── TEXTO DE ORIGEN ──
Domingo de Resurrección, Ciclo A
La alegría de la resurrección de Cristo
La gran noticia del domingo de Pascua es un mensaje de alegría que resuena por
toda la tierra: Cristo ha resucitado. Aunque ésta sea una noticia de hace veinte
siglos, constituye una novedad permanente en la historia de la humanidad.
Seguramente por ello la tradición primigenia del mensaje pascual, recogida en 1Cor
15,3-4, transmite el acontecimiento de la resurrección de Cristo en el tiempo verbal
de perfecto, el que ahora se denomina perfecto compuesto. De este modo el texto
bíblico pone de relieve no sólo que se trata de un hecho ya ocurrido, sino de un
acontecimiento ya acaecido cuya repercusión en el presente está vigente y se deja
notar permanentemente. En efecto, la resurrección no es sólo un hecho puntual del
pasado sino una realidad de consecuencias extraordinarias para la vida humana
pues, a partir de Cristo resucitado y vencedor de la muerte, la existencia humana
se abre a una esperanza inédita. El horizonte al que podemos mirar los seres
humanos va más allá de la muerte porque, igual que Jesús ha sido resucitado de la
muerte, todos con él recibirán la vida en virtud de su Espíritu. La resurrección de
Cristo es, por tanto, el comienzo de la nueva humanidad. Es el primer día de la
nueva creación.
La narración histórica de los evangelios transmite dos datos diferentes: el sepulcro
abierto sin el cuerpo de Jesús y las apariciones del Resucitado. Este año leemos el
relato de Mateo (Mt 28,1-10), que abarca el sepulcro vacío y la aparición a las
mujeres. Los relatos evangélicos del sepulcro de Jesús, abierto y vacío, no son
pruebas de la resurrección sino signos que ayudan a las mujeres, a los discípulos y
a los creyentes de toda la historia, a entender ese mensaje de alegría y de
esperanza: Cristo ha resucitado. Pero el testimonio decisivo del acontecimiento de
la Pascua viene transmitido por los relatos diversos de las apariciones del
Resucitado, en los cuales se muestra que no se trata de visiones subjetivas de
quienes las experimentan sino de vivencias extraordinarias de unos testigos a los
cuales se presenta el mismo Jesús después de resucitar de la muerte. Esos testigos
no son unos visionarios, sino personas capaces de reconocer en el Resucitado a
aquél que lleva en su cuerpo, en sus manos, en sus pies y en su costado las marcas
del que fue crucificado. No se trata de un fantasma sino de una persona real, cuya
identidad es la misma, pero ahora definitivamente transfigurada por la
Resurrección.
───
── EXTRACTOS DE REGISTROS ──
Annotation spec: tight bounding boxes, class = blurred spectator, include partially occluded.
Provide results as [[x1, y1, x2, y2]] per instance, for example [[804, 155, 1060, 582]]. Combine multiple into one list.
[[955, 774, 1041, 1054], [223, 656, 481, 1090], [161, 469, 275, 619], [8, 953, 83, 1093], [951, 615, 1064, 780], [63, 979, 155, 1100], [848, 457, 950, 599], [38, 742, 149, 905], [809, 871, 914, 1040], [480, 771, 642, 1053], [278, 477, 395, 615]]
───
── EXTRACTOS DE REGISTROS ──
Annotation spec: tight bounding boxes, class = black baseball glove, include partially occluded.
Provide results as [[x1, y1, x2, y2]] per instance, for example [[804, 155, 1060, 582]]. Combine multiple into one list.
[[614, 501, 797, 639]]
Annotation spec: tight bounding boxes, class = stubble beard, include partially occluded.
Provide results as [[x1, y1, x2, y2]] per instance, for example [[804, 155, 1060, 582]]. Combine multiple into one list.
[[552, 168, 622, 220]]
───
── EXTRACTOS DE REGISTROS ──
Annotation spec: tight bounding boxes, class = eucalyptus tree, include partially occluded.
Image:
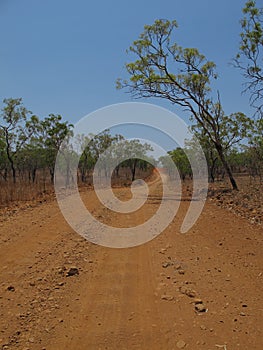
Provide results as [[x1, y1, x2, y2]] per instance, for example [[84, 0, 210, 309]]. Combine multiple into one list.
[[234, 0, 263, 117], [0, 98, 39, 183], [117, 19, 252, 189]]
───
QUÉ HARÁS
1. Según el texto sobre la resurrección, ¿por qué la tradición recogida en 1Cor 15,3-4 narra la resurrección de Cristo en tiempo perfecto? Responde en una a tres oraciones.
2. ¿Cómo seguiría el texto sobre la resurrección? Continúalo a partir de su última oración.

RESULTADOS POR TAREA
1. La resurrección, aunque ocurrió hace veinte siglos, es una novedad permanente en la historia humana. El tiempo perfecto destaca que es un hecho ya ocurrido cuya repercusión sigue vigente en el presente y se deja notar de forma permanente.

2.
La resurrección es la intervención definitiva de Dios en la historia que ha suscitado
una transformación cualitativa de la vida humana. Dios ha sellado la vida del
crucificado con una victoria decisiva. Las señales corporales de Jesús, las marcas de
su crucifixión en las manos y el costado muestran la continuidad entre el Jesús
histórico y el resucitado. Sin embargo el Resucitado marca una discontinuidad con
la historia del común de los mortales, ya que la novedad de vida que él tiene y que
comunica a los humanos ya no está sometida a la muerte y es eterna. Así se pone
de relieve que el espíritu de amor y de entrega que vivió Jesús en su vida mortal,
su mensaje de verdad y de justicia, de perdón y de paz no podía quedar retenido
en la tumba de la muerte. Por eso Dios lo resucitó de entre los muertos y a través
de él sigue generando y comunicando vida, paz y fraternidad entre los hombres. En
medio del sufrimiento y del dolor de la vida humana, la última palabra en la historia
es la de Dios, pues en la resurrección de Cristo ha vencido el amor, el bien, la
justicia, la verdad, el perdón, la paz, la fraternidad, la solidaridad y la alegría.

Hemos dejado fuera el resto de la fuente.